**Location identification entries:**
** START **

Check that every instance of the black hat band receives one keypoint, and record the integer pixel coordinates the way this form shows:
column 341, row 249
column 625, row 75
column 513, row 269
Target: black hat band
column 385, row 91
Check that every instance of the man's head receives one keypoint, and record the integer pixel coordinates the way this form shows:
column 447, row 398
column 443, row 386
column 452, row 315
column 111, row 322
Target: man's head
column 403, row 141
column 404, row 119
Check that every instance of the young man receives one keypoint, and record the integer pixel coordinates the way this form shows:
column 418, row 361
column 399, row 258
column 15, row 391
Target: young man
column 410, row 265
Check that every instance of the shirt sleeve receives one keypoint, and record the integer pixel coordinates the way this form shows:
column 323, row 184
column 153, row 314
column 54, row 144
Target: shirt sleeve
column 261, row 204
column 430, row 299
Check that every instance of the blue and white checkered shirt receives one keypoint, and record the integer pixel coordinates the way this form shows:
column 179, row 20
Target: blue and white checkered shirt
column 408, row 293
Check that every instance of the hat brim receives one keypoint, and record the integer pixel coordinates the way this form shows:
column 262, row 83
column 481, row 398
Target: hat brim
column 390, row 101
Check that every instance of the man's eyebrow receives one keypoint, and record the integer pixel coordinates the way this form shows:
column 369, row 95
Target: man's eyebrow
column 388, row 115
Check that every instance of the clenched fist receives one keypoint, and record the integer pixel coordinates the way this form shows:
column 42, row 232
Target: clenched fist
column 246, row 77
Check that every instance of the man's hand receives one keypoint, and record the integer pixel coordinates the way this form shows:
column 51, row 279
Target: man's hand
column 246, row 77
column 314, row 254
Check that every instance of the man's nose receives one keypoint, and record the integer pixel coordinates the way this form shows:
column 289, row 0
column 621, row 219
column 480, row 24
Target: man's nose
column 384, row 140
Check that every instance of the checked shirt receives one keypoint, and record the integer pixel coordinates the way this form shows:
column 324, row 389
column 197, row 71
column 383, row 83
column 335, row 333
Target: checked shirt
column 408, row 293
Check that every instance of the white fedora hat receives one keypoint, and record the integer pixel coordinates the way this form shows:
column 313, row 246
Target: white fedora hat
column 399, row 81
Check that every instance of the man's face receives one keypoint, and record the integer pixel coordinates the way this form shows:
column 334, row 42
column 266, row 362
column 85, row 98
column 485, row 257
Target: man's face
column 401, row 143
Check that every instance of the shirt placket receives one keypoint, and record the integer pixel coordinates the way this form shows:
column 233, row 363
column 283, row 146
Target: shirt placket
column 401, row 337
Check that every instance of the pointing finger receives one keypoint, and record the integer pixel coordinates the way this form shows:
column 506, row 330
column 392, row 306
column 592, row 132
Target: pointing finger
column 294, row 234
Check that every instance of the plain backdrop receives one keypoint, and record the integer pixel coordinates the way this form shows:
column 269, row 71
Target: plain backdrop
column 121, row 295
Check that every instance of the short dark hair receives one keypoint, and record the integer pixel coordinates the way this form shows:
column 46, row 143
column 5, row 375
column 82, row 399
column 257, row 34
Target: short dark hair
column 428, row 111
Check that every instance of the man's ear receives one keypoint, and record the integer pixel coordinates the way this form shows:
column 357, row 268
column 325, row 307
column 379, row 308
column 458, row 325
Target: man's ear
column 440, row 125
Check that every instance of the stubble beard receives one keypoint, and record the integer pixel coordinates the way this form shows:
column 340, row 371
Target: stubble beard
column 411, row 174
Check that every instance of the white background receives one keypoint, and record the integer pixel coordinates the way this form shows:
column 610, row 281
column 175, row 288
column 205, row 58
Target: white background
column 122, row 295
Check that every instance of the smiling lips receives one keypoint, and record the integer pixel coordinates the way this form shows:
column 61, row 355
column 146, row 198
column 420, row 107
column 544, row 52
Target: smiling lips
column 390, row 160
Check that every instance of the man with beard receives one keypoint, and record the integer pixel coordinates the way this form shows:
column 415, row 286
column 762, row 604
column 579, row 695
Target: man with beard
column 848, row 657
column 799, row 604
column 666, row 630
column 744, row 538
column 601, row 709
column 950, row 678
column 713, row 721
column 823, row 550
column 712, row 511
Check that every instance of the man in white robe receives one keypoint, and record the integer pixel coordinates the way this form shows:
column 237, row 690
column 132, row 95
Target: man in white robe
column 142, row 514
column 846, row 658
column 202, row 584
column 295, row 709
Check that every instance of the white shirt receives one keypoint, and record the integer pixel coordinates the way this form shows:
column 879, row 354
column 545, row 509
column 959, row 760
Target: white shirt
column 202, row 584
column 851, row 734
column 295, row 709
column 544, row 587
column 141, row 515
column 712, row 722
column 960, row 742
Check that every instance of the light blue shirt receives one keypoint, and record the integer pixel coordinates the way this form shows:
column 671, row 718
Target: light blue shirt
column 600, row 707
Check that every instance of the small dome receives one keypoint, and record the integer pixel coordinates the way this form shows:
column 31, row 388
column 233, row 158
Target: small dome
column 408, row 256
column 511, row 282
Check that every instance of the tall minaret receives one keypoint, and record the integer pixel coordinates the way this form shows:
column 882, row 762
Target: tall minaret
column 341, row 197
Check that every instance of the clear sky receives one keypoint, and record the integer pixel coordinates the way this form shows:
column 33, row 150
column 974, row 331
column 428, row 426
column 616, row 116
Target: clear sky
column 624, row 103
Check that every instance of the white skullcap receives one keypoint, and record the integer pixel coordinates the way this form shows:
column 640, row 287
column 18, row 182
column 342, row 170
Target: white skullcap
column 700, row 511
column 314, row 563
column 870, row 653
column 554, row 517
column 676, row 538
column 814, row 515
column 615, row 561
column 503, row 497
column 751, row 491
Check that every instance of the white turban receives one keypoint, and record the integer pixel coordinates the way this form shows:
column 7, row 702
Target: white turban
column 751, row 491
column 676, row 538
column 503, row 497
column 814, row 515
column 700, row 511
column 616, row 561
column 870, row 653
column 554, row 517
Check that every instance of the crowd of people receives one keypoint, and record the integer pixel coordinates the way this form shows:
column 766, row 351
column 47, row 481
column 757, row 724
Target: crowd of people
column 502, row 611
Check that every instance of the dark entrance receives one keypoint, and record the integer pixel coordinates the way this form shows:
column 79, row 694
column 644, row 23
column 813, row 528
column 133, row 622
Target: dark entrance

** END **

**Problem details:**
Copy the listing above word for word, keeping every line in its original order.

**Result:**
Check that every instance of the black hat band receives one keypoint, and record the integer pixel coordinates the way this form shows:
column 341, row 249
column 625, row 75
column 513, row 269
Target: black hat band
column 385, row 91
Check that every instance of the man's head receives one keypoint, and record the integer pixel coordinates the way this form shows:
column 447, row 398
column 443, row 386
column 452, row 315
column 111, row 322
Target: man's head
column 403, row 141
column 404, row 119
Check that every instance of the young man receives one keypoint, and record the integer pixel coordinates the way this form shows:
column 418, row 361
column 399, row 258
column 15, row 391
Target: young man
column 410, row 265
Check that every instance of the shirt sleeve receives one keypoint, and record the integer pixel coordinates the way this form shows:
column 323, row 184
column 153, row 314
column 54, row 144
Target: shirt sleeve
column 261, row 204
column 430, row 299
Check that every instance of the blue and white checkered shirt receives one keypoint, and record the integer pixel coordinates the way this form shows:
column 179, row 20
Target: blue and white checkered shirt
column 408, row 293
Check that every instance of the hat brim receives one keypoint, and record the integer pixel coordinates the way this form shows:
column 262, row 83
column 481, row 398
Target: hat brim
column 390, row 101
Check that every instance of the man's eyebrow receives one keypoint, and record the integer pixel coordinates the way this form shows:
column 369, row 95
Target: man's eyebrow
column 388, row 115
Check that every instance of the clenched fist receives one keypoint, and record the integer pixel coordinates the way this form shows:
column 42, row 232
Target: clenched fist
column 246, row 77
Check that every instance of the man's hand receives one keypoint, and record the integer pixel coordinates the way this form shows:
column 51, row 279
Target: man's hand
column 246, row 77
column 314, row 254
Check that every instance of the man's nose receives one keypoint, and record the integer pixel coordinates the way this form shows:
column 289, row 0
column 621, row 219
column 480, row 24
Target: man's nose
column 384, row 140
Check that every instance of the checked shirt receives one keypoint, and record the integer pixel coordinates the way this form shows:
column 324, row 389
column 197, row 71
column 383, row 83
column 335, row 333
Target: checked shirt
column 408, row 293
Check that every instance of the white fedora hat receives one keypoint, and record the integer pixel coordinates the way this form shows:
column 313, row 246
Target: white fedora hat
column 399, row 81
Check that every instance of the man's face receives one keypoint, and record the integer pixel coordinates the way this form shows:
column 334, row 42
column 266, row 362
column 85, row 98
column 485, row 257
Target: man's face
column 401, row 143
Check that every instance of the shirt placket receives one keypoint, and record the integer pixel coordinates the way this form shows:
column 233, row 363
column 283, row 146
Target: shirt placket
column 401, row 337
Check that every instance of the pointing finger receives one keypoint, and record the integer pixel coordinates the way this form shows:
column 506, row 330
column 392, row 306
column 592, row 132
Target: pointing finger
column 294, row 234
Check that every instance of the plain backdrop receives one keypoint, and record the integer pixel coordinates the way this form shows:
column 269, row 71
Target: plain backdrop
column 121, row 295
Check that every instance of the short dark hair receives one keypoint, and record the integer pixel coordinates the way this form shows:
column 46, row 143
column 5, row 375
column 82, row 399
column 257, row 34
Target: short dark hair
column 428, row 111
Check that every instance of the man's ear receives one keypoint, and record the integer pixel coordinates the way this form shows:
column 357, row 268
column 325, row 307
column 379, row 308
column 458, row 325
Target: man's ear
column 440, row 125
Check that every instance of the stubble beard receives one keypoint, and record the integer pixel coordinates the way this form shows:
column 340, row 371
Target: stubble beard
column 411, row 174
Check that every instance of the white background receives one keypoint, and record the integer pixel coordinates the way this form shows:
column 610, row 281
column 175, row 288
column 205, row 58
Target: white background
column 122, row 295
Check that every instance of the smiling lips receives one keypoint, and record the integer pixel coordinates the way this form shows:
column 61, row 355
column 146, row 198
column 420, row 107
column 544, row 52
Target: smiling lips
column 390, row 160
Check that every instance of the man with beard receives one keypoint, and record the integer pixel coordinates the way this form shows:
column 415, row 286
column 762, row 604
column 579, row 695
Target: man with beard
column 848, row 657
column 799, row 604
column 666, row 630
column 744, row 538
column 601, row 709
column 950, row 678
column 713, row 721
column 823, row 550
column 712, row 511
Check that every instance of the man in white robe receives one keypoint, and record the integer pixel coordinates the way this form shows:
column 237, row 690
column 132, row 95
Target: man in white robe
column 142, row 514
column 846, row 658
column 202, row 584
column 295, row 709
Check that every instance of the white shirt receives one keypoint, and record the integer pixel coordinates the way this form shows:
column 879, row 354
column 545, row 509
column 959, row 760
Target: white shirt
column 202, row 584
column 851, row 734
column 295, row 709
column 544, row 587
column 141, row 515
column 712, row 722
column 960, row 742
Check that every instance of the light blue shirt receives one keypoint, and record the integer pixel coordinates the way this form shows:
column 671, row 718
Target: light blue shirt
column 600, row 707
Check that every instance of the small dome receives one keypoint, and record the integer pixel coordinates the way this form shows:
column 31, row 388
column 233, row 158
Target: small dome
column 408, row 256
column 511, row 282
Check that every instance of the tall minaret receives one keypoint, and record the integer pixel coordinates the way this form shows:
column 882, row 762
Target: tall minaret
column 341, row 197
Check that every instance of the clear sky receives one keypoint, and record the integer pixel coordinates the way this form shows:
column 33, row 150
column 974, row 331
column 428, row 426
column 616, row 116
Target: clear sky
column 624, row 103
Check that every instance of the white skullcap receives one keypoint, and record the integer pixel coordinates the way this form shows:
column 640, row 287
column 18, row 182
column 342, row 170
Target: white skullcap
column 700, row 511
column 314, row 563
column 870, row 653
column 554, row 517
column 676, row 538
column 814, row 515
column 615, row 561
column 503, row 497
column 751, row 491
Check that every instance of the white turban receives one keypoint, and record the integer pixel coordinates the way this form shows:
column 7, row 702
Target: white turban
column 751, row 491
column 676, row 538
column 503, row 497
column 814, row 515
column 700, row 511
column 616, row 561
column 870, row 653
column 554, row 517
Check that every instance of the crowd of people receives one keypoint, and record the integer pixel coordinates the way this form shows:
column 766, row 351
column 47, row 481
column 757, row 724
Target: crowd of people
column 502, row 611
Check that every instance of the dark entrance receives one keypoint, and record the integer pixel coordinates the way this form shows:
column 79, row 694
column 644, row 23
column 813, row 528
column 133, row 622
Target: dark entrance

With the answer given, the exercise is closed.